### What to do
A. In the autocross interview below, whom did the interviewee co-chair a first event with?
B. For each statement, say whether it agrees with the autocross interview below, and quote the words that decide it: (i) The first event the interviewee chaired was the last event in 2016. (ii) The interviewee has chaired more than ten events. (iii) The Wendi Allen Scholarship Fund is for young or new women in the sport.
C. Pick up the autocross interview below after its final line and continue it.

### Document excerpt

JH: You haven’t really been autocrossing for very long, yet it seems you jumped in head first in terms of helping out your Region and holding various positions within the local club. Walk me through the thought process that leads a new person to want to be as involved as you are.

Y: Part of it is my personality. I’m a helper. Or I try to be. The first event I chaired was the last event in 2016. It was pretty clear that in this hobby, you work and you drive. That is an integral part of the sport. But, I saw how much work the chairs put in, and that it was the same chairs over and over. I thought this is something I can do and a way I can help out. The first event I did, I co-chaired with Justin Moore. I told him I’m going to need help with learning how to do all of this. He did such a great job of helping me and making it easy on me while I learned the ins and outs of doing the job. I have chaired a total five or six events since then. And what I would like to do this year is what Justin did for me. Have a new chair follow me to learn the ropes so I can help keep full the pool of people able to chair, as it will only help the Club as we go forward. If I can teach more people, it means I don’t have to do it as much. And the people who have already done it a lot won’t have to do it as much. It is so much better when you can spread the load.

JH: With the Wendi Allen Scholarship Fund being for young or new women in our sport, and the new Women on Track initiative really taking on traction, talk to me about being a woman in our sport.

Records from a collection
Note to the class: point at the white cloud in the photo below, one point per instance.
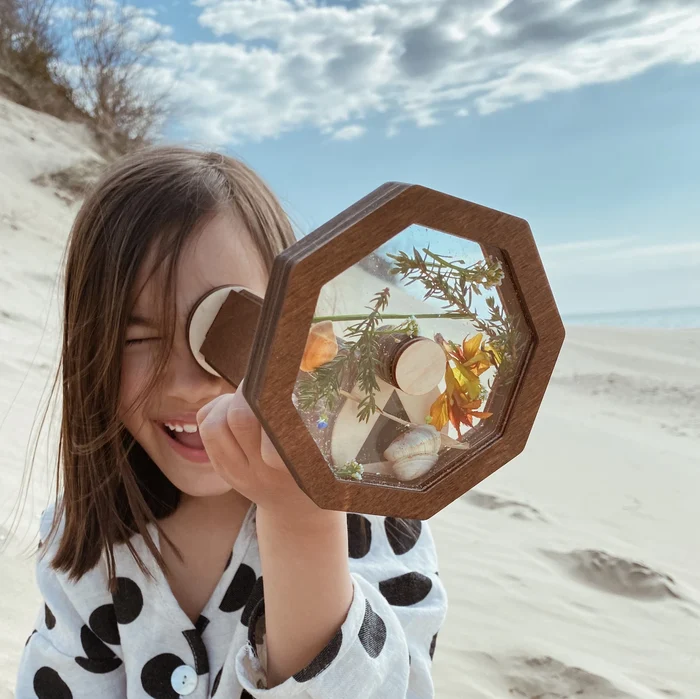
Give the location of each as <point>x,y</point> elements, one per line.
<point>278,65</point>
<point>349,133</point>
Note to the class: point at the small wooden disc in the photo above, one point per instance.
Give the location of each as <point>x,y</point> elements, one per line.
<point>200,319</point>
<point>420,367</point>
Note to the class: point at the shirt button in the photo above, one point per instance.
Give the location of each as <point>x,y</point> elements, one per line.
<point>183,680</point>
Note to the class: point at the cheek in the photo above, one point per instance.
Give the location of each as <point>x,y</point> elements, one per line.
<point>135,375</point>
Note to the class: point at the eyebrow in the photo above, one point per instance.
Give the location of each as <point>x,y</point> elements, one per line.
<point>140,320</point>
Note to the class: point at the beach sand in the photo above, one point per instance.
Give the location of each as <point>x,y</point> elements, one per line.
<point>571,572</point>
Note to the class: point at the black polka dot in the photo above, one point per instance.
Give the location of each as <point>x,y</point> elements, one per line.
<point>49,618</point>
<point>322,660</point>
<point>156,674</point>
<point>432,646</point>
<point>372,632</point>
<point>128,600</point>
<point>239,590</point>
<point>255,620</point>
<point>256,596</point>
<point>49,685</point>
<point>359,536</point>
<point>217,679</point>
<point>100,658</point>
<point>103,621</point>
<point>402,533</point>
<point>405,590</point>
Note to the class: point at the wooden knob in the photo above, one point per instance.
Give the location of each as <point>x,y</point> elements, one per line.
<point>415,365</point>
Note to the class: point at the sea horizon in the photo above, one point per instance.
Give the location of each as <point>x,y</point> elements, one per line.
<point>683,317</point>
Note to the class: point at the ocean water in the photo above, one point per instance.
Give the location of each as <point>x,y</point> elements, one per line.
<point>658,318</point>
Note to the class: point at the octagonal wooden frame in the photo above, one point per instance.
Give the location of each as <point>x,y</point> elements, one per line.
<point>297,277</point>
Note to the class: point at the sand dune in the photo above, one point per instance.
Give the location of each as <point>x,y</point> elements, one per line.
<point>572,572</point>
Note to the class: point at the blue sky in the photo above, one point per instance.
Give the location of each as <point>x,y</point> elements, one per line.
<point>580,117</point>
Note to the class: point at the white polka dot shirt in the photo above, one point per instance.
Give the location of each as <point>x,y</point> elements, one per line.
<point>138,642</point>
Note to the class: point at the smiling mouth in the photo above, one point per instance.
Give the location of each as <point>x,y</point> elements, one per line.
<point>190,440</point>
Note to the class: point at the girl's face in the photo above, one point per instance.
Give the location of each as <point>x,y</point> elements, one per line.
<point>223,253</point>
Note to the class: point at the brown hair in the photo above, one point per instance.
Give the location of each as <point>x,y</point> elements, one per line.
<point>107,487</point>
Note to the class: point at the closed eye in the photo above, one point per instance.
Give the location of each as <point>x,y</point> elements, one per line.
<point>140,340</point>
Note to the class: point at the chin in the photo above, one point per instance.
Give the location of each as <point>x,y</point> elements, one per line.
<point>199,484</point>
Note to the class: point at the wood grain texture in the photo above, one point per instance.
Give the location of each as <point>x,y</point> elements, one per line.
<point>298,275</point>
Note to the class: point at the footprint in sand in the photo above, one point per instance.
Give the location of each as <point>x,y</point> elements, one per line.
<point>618,576</point>
<point>512,508</point>
<point>537,678</point>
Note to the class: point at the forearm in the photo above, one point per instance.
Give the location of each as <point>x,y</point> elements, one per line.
<point>307,585</point>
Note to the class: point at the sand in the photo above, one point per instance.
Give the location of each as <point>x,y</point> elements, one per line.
<point>574,571</point>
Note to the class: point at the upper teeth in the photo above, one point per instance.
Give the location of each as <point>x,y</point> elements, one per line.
<point>182,428</point>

### Responses
A. Justin Moore

B.
(i) Yes: "The first event I chaired was the last event in 2016."
(ii) No: "I have chaired a total five or six events since then."
(iii) Yes: "With the Wendi Allen Scholarship Fund being for young or new women in our sport"

C.
Y: Funny that you should ask about that. I was chatting about this with a friend recently. We were talking about my autocrossing – about my performance at the Tour – and I told him I came in first in my class (ESL) and fourth in the Ladies Index. He asked, "What is the purpose of the Ladies classes?" Considering our driving performance doesn't come down to biological differences, why should we have separate classes? I think Ladies classes are necessary, not because we're physically capable of different things than men (as in other professional sports), but because of the emotional hurdle of entering a very male-centric space. Women often aren’t sure if they’re welcome in motorsports, and Ladies classes offer a place that becomes, essentially, a stopgap until they’re comfortable to move into the open classes. I believe the availability of Ladies classes helps women come out and drive without feeling like they need to bring a male friend to validate their presence at an event. My own experience wasn’t that way, since I had a boyfriend with me to ease my entry into the sport. But I’ve seen other ladies run into this problem and simply not return. I have noticed that the younger set has generally been more accepting.

JH: With that thought in mind, what would you tell the other ladies out there that are on the fence about trying autocross?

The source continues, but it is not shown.